__Stated exercise__
Convert the listing below into a numbered list with one line per entry and no blank lines. Leave the pictures out of the result.

__Supplied material__
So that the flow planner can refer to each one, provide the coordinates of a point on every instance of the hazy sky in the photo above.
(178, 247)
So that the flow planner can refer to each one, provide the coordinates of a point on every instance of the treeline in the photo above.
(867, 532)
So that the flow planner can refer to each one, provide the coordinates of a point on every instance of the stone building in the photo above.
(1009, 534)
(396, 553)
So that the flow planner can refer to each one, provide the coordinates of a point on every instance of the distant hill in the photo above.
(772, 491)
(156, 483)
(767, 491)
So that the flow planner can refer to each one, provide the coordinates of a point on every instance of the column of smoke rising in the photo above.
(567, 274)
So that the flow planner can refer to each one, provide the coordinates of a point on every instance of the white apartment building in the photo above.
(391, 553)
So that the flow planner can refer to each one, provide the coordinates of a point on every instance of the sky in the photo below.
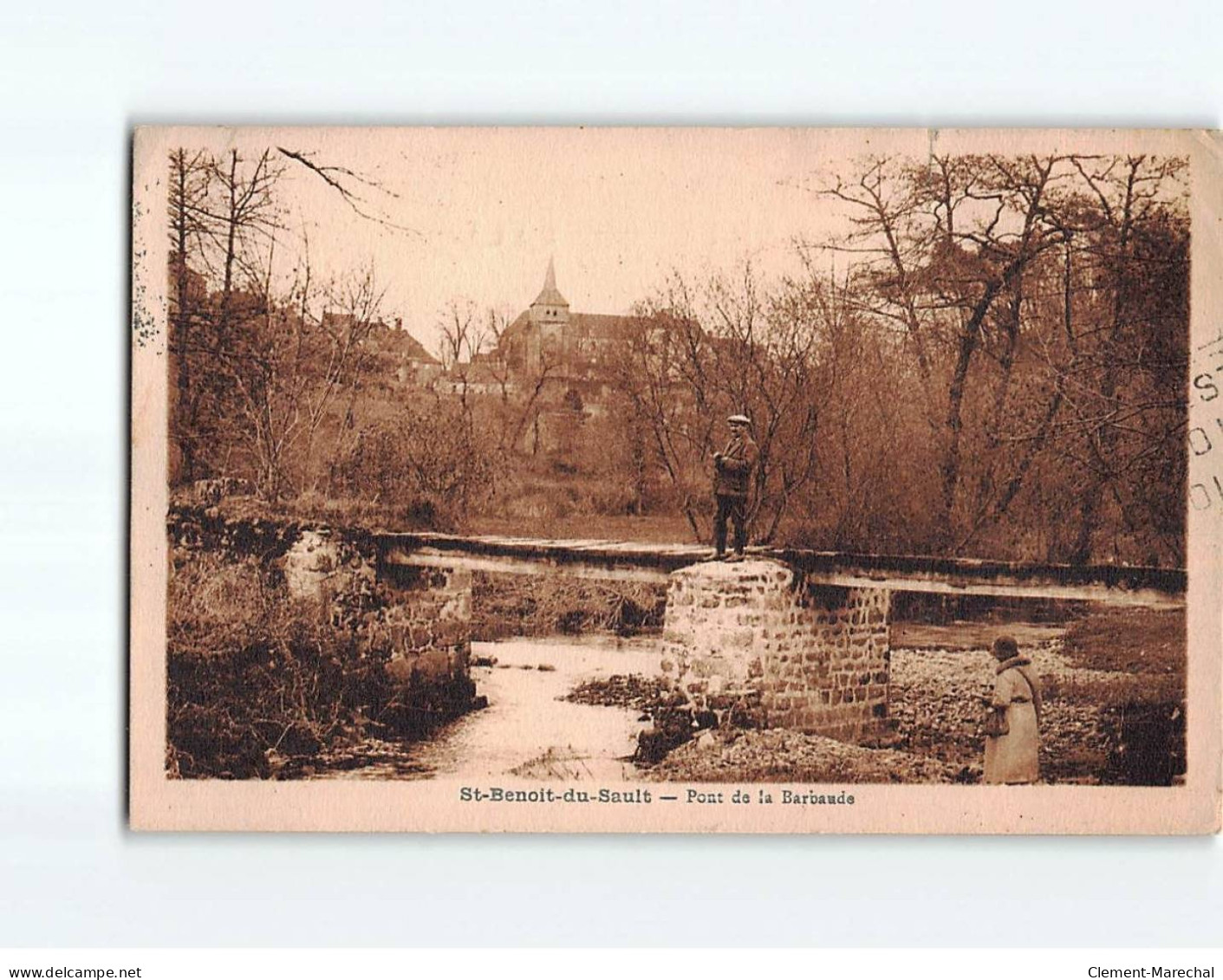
(481, 211)
(475, 214)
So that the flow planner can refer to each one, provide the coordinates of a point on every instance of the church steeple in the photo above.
(550, 297)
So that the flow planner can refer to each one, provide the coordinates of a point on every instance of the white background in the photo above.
(72, 82)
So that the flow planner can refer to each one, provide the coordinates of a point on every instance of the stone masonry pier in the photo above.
(759, 639)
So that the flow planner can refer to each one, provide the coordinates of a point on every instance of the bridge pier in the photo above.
(791, 652)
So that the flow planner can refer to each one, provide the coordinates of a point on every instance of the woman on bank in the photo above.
(1013, 717)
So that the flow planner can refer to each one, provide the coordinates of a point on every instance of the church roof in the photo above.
(550, 295)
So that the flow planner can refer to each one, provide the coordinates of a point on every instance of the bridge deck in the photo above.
(649, 562)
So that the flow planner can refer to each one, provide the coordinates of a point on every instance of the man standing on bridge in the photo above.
(732, 477)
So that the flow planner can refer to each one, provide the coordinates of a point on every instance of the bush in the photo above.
(258, 685)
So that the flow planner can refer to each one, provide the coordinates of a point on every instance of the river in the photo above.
(527, 729)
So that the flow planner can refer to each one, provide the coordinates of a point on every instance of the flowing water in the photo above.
(527, 729)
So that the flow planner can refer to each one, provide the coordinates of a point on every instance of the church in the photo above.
(570, 346)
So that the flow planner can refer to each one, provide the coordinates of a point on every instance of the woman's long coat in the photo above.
(1013, 758)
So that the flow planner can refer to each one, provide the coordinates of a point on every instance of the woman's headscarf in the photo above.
(1005, 650)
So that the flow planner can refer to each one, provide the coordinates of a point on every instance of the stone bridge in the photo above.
(793, 638)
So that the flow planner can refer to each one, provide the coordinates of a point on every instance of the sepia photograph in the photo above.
(672, 470)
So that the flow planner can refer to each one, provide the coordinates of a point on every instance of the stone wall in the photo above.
(755, 637)
(421, 621)
(428, 626)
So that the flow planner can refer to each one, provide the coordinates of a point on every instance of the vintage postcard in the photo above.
(686, 480)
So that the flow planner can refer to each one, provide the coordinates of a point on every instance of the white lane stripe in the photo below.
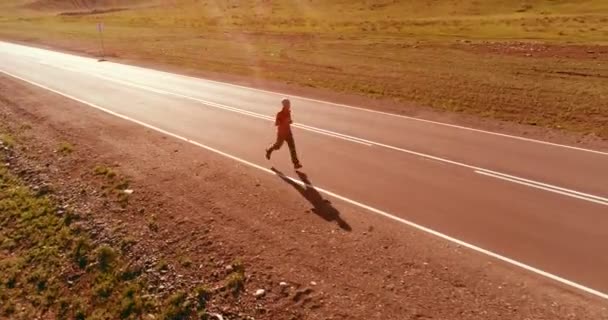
(142, 69)
(565, 191)
(533, 185)
(582, 194)
(497, 256)
(217, 105)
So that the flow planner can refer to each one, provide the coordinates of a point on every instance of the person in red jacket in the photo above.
(283, 122)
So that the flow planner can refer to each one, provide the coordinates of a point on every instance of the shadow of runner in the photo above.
(321, 207)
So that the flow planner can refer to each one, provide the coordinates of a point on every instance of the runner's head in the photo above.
(286, 104)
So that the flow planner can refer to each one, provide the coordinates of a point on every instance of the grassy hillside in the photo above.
(540, 62)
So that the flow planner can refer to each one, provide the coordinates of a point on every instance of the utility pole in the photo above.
(100, 27)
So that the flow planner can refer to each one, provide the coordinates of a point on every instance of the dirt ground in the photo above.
(211, 211)
(534, 67)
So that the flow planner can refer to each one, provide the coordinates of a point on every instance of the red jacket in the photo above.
(283, 122)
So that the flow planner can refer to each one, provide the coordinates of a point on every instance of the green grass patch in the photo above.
(38, 247)
(7, 140)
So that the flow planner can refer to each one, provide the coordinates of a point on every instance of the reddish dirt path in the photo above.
(377, 270)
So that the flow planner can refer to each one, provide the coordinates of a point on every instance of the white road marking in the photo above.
(544, 186)
(216, 105)
(539, 186)
(473, 247)
(605, 153)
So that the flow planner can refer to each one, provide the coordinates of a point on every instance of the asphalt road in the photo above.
(540, 206)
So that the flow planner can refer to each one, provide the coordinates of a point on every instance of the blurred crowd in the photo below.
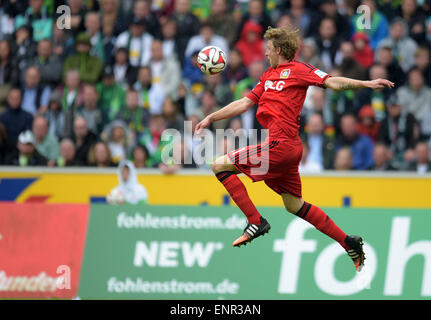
(99, 81)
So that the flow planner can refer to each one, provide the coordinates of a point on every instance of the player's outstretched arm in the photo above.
(342, 83)
(231, 110)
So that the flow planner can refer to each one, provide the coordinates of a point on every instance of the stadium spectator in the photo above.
(49, 65)
(170, 40)
(150, 97)
(403, 47)
(338, 103)
(255, 70)
(191, 74)
(25, 153)
(415, 96)
(96, 26)
(398, 131)
(124, 73)
(112, 96)
(90, 67)
(137, 118)
(363, 52)
(152, 139)
(307, 165)
(166, 72)
(250, 43)
(118, 139)
(329, 8)
(172, 115)
(188, 25)
(422, 162)
(142, 10)
(422, 61)
(77, 16)
(208, 106)
(375, 98)
(9, 75)
(223, 21)
(67, 154)
(206, 37)
(15, 119)
(71, 97)
(382, 157)
(46, 144)
(137, 41)
(256, 13)
(348, 63)
(327, 42)
(35, 96)
(3, 143)
(83, 140)
(310, 53)
(221, 89)
(38, 17)
(367, 124)
(101, 46)
(140, 156)
(23, 49)
(181, 159)
(235, 70)
(361, 145)
(385, 58)
(112, 21)
(415, 19)
(343, 159)
(91, 111)
(6, 21)
(99, 155)
(63, 44)
(378, 27)
(320, 145)
(129, 190)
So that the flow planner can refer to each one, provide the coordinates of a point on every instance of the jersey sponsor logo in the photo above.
(274, 85)
(320, 73)
(285, 73)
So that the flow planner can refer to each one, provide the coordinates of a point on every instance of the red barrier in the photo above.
(41, 249)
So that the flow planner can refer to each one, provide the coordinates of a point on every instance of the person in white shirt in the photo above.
(166, 72)
(137, 41)
(129, 190)
(205, 38)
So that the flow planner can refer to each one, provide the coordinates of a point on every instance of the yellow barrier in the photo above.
(363, 190)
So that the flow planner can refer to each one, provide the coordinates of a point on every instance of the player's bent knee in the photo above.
(291, 203)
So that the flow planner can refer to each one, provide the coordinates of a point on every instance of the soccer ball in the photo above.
(211, 60)
(115, 197)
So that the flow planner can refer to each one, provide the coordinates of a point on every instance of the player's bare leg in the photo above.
(226, 173)
(315, 216)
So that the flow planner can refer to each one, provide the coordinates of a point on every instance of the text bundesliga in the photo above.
(217, 309)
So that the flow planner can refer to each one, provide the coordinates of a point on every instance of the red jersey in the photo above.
(281, 92)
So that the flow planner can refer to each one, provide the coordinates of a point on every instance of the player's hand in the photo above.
(380, 84)
(205, 123)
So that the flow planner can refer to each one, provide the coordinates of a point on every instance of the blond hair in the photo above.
(287, 39)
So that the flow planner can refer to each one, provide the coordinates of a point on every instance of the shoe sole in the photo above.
(358, 246)
(244, 243)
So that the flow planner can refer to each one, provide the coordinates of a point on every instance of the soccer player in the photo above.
(280, 95)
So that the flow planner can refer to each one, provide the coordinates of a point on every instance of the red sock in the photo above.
(322, 222)
(239, 195)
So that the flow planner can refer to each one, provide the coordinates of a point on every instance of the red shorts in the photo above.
(274, 161)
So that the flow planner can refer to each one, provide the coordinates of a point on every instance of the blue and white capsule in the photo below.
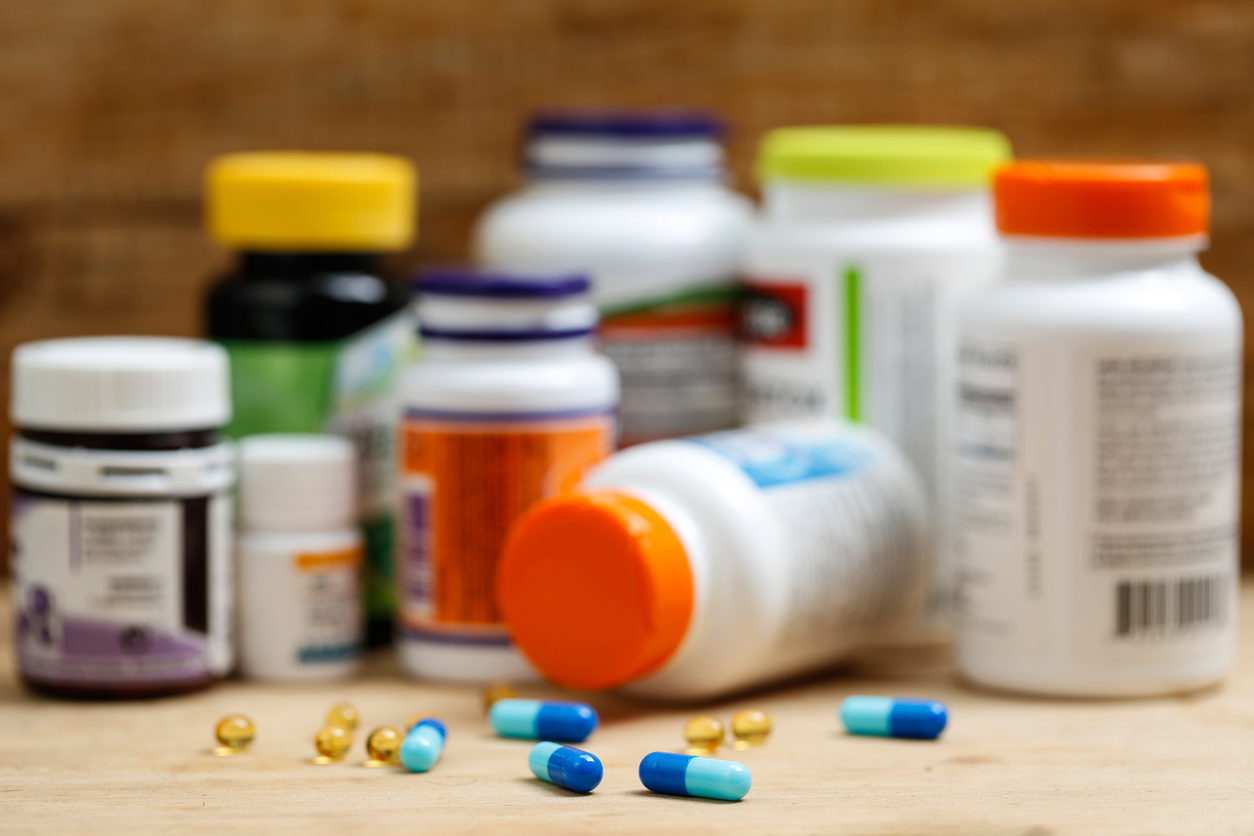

__Correct result__
1. So that the flow planner can refer to each one, provide the coordinates of a point on every instance of the hazy sky in the photo above.
2. (178, 247)
3. So that the flow planner can refer to each one, provide the coordinates of a point on every instance of the treeline in the photo above.
4. (867, 532)
5. So that the flow planner can refer to each one, provide the coordinates of a point on every instance of the stone building in the photo above.
6. (1009, 534)
7. (396, 553)
8. So that the flow planner can refer to each one, provide the coordinates of a point on every instance of the distant hill in the photo above.
9. (772, 491)
10. (156, 483)
11. (767, 491)
12. So that the flow planner can refer to each one, provide the coordinates of a point on every instance of the column of smoke rising in the photo above.
13. (567, 274)
14. So that the flow planner can refer to each one, provide the coordinates of a point on every instance of the white apartment building in the photo above.
15. (391, 553)
16. So that the flow planner can refer to each one, provide the coordinates of a point on every instance of the sky in the photo below.
17. (481, 211)
18. (475, 214)
19. So that the flow planner can refer to each one, provide the coordinates of a point on every instance of the church steeple in the photo above.
20. (550, 297)
21. So that the flow planner can refer to each one, provide the coordinates of a point on every instance of the white background in the photo above.
22. (72, 82)
23. So that the flow planner can refer to each one, provide the coordinates of a point on every instance of the stone masonry pier in the photo above.
24. (759, 639)
25. So that the flow planner can refer to each one, provide the coordinates of a point on every instance of the bridge pier in the photo above.
26. (791, 652)
27. So that the flow planner can refer to each one, provide the coordinates of a point on every instance of the woman on bank in the photo above.
28. (1013, 717)
29. So that the flow planner can refer to each one, provide the coordinates of a point on every instance of the church roof in the photo above.
30. (550, 295)
31. So that the flow planner can refer to each one, provide the coordinates of a point on every instance of the bridge deck in the photo above.
32. (649, 562)
33. So that the flow planner can refer to each one, provide the coordinates of a point on every instance of the man standing on bridge in the photo above.
34. (732, 477)
35. So that the flow planner can refer to each one, provide the coordinates of a point on every instance of the bush in the photo above.
36. (258, 685)
37. So that the flow planner can refer to each one, provide the coordinates of a point on every instance of the river in the photo above.
38. (527, 729)
39. So that the flow planner can refer to each one, provide the coordinates of a point on every instance of the flowing water in the photo above.
40. (527, 729)
41. So that the flow planner can refer to each one, provide the coordinates of a point on every instance of the church in the photo above.
42. (570, 346)
43. So that the flow planner can refer to each one, provide the coordinates of a point on every instance of the woman's long coat in the photo above.
44. (1013, 758)
45. So that the flow planner can refer to each one, provide the coordinates of a point on every instance of the woman's headscarf in the photo above.
46. (1005, 650)
47. So that the flow planner can refer to each one, provide the coordinates of a point on every instance of the stone bridge in the photo above.
48. (793, 638)
49. So that the flow planner can refer to each one, provide the coordinates of a point on every instance of the sepia photograph in the photo above.
50. (672, 470)
51. So that the flow planner can refer to each one, provide the coordinates of a point on every instance of the stone wall in the photo above.
52. (755, 637)
53. (421, 621)
54. (428, 626)
55. So that the flow planner can refer to each one, provide the coordinates of a point on every instance of the vintage postcard in the photo above.
56. (686, 480)
57. So that the flow planner can refer to each one, provide the coordinates of a point on every instance of the white lane stripe in the photo below.
58. (142, 69)
59. (565, 191)
60. (533, 185)
61. (582, 194)
62. (497, 256)
63. (217, 105)
64. So that the flow planner can refer to each one, provide the coordinates of a point on every instance of the person in red jacket in the photo above.
65. (283, 122)
66. So that the flow planner can refer to each one, provide the coordinates of a point on every instance of the shadow of runner in the photo above.
67. (321, 207)
68. So that the flow planner can refer to each one, provide the coordinates of a point on every instance of the runner's head in the photo above.
69. (286, 104)
70. So that the flow planner can refer to each one, provide the coordinates of a point on every instance of the grassy hillside in the photo above.
71. (540, 62)
72. So that the flow planner can refer to each one, provide the coordinates of a point on every instance of the utility pole in the photo above.
73. (100, 27)
74. So that the flow planner can refer to each one, provide the coordinates of a point on every instance of the dirt ground in the photo above.
75. (211, 211)
76. (534, 67)
77. So that the flow planner can refer to each one, provide the coordinates of a point on every instance of the red jacket in the photo above.
78. (283, 122)
79. So that the flow planner can refer to each one, provide the coordinates of a point on every instance of the green grass patch in the photo above.
80. (38, 247)
81. (7, 140)
82. So that the flow planner can refer to each one, provide the coordinates of a point on every instance of the reddish dirt path in the photo above.
83. (377, 270)
84. So that the flow planner can refer to each one, provide the coordinates of a point on every instance of the white road marking in the photo above.
85. (544, 186)
86. (216, 105)
87. (539, 186)
88. (473, 247)
89. (605, 153)
90. So that the flow planner can refer to each one, provide the coordinates of a point on every instance of the asphalt road in the photo above.
91. (540, 206)
92. So that the flow planner can refer to each one, provide the coordinates of a point on every instance of the blurred crowd in the photo below.
93. (99, 81)
94. So that the flow planner can refer to each one, provide the coordinates of a point on every instance of the player's outstretched arm in the photo above.
95. (342, 83)
96. (231, 110)
97. So that the flow planner can refer to each one, provide the coordinates of a point on every instance of the stadium spectator in the photo above.
98. (49, 65)
99. (170, 40)
100. (150, 97)
101. (403, 47)
102. (338, 103)
103. (255, 70)
104. (191, 74)
105. (25, 153)
106. (415, 96)
107. (96, 26)
108. (398, 131)
109. (124, 73)
110. (112, 96)
111. (90, 67)
112. (137, 118)
113. (363, 52)
114. (152, 139)
115. (307, 165)
116. (166, 72)
117. (250, 43)
118. (118, 139)
119. (329, 8)
120. (172, 115)
121. (188, 25)
122. (422, 162)
123. (142, 10)
124. (422, 61)
125. (77, 16)
126. (208, 106)
127. (375, 98)
128. (9, 75)
129. (223, 21)
130. (67, 154)
131. (206, 37)
132. (15, 119)
133. (71, 97)
134. (382, 157)
135. (46, 144)
136. (137, 41)
137. (256, 13)
138. (348, 63)
139. (327, 42)
140. (35, 96)
141. (3, 143)
142. (83, 140)
143. (310, 53)
144. (221, 89)
145. (38, 17)
146. (367, 124)
147. (101, 46)
148. (140, 156)
149. (23, 49)
150. (181, 159)
151. (235, 70)
152. (361, 145)
153. (385, 58)
154. (112, 21)
155. (415, 19)
156. (343, 159)
157. (91, 111)
158. (6, 21)
159. (99, 155)
160. (63, 44)
161. (378, 27)
162. (320, 145)
163. (129, 190)
164. So that the flow planner can refer to each one, provide the coordinates of a point on every instance of the jersey sponsor logo in the photo above.
165. (274, 85)
166. (320, 73)
167. (285, 73)
168. So that the flow planner can refer to each one, provide the coordinates of a point on every instance of the red barrier in the photo above.
169. (41, 249)
170. So that the flow planner can refer to each one, provide the coordinates of a point on every instance of the person in white shirt in the photo above.
171. (166, 72)
172. (137, 41)
173. (129, 190)
174. (205, 38)
175. So that the flow planner can refer to each one, provide the coordinates of a point on every instance of the yellow barrier in the photo above.
176. (363, 190)
177. So that the flow planner can refer to each one, provide the coordinates of a point on every instance of the player's bent knee in the photo above.
178. (291, 203)
179. So that the flow planner can refer to each one, provide the coordinates of a point on every instance of the soccer ball in the photo above.
180. (211, 60)
181. (115, 197)
182. So that the flow planner can refer to each one, provide the coordinates of a point on every instance of the player's bare leg in the photo above.
183. (226, 173)
184. (315, 216)
185. So that the flow planner can refer to each one, provide the coordinates of a point on every instance of the text bundesliga in the photo above.
186. (217, 309)
187. So that the flow planner can refer to each one, provide the coordinates of a point on every instance of the red jersey in the photo above.
188. (281, 92)
189. So that the flow planner can refer to each one, provide the coordinates of a point on every instance of the player's hand in the photo above.
190. (380, 84)
191. (205, 123)
192. So that the flow planner can refer to each one, provide the coordinates of a point on every instance of the blond hair in the photo above.
193. (287, 39)
194. So that the flow planner can refer to each one, provide the coordinates of a point on every instance of the shoe sole in the photo above.
195. (358, 246)
196. (244, 243)
197. So that the flow planner can refer to each one, provide the coordinates of a point on every instance of the soccer player in the photo above.
198. (280, 95)
199. So that the flow planner can refer to each one, provide the coordinates of a point on every instance of the red sock in the photo above.
200. (322, 222)
201. (239, 195)
202. So that the flow planner can refer to each one, provide the coordinates of a point on every instance of the red shorts in the photo above.
203. (274, 161)
204. So that the flow planner can refer to each one, provide the coordinates of a point on every instance of the blue and white capsule in the photo below.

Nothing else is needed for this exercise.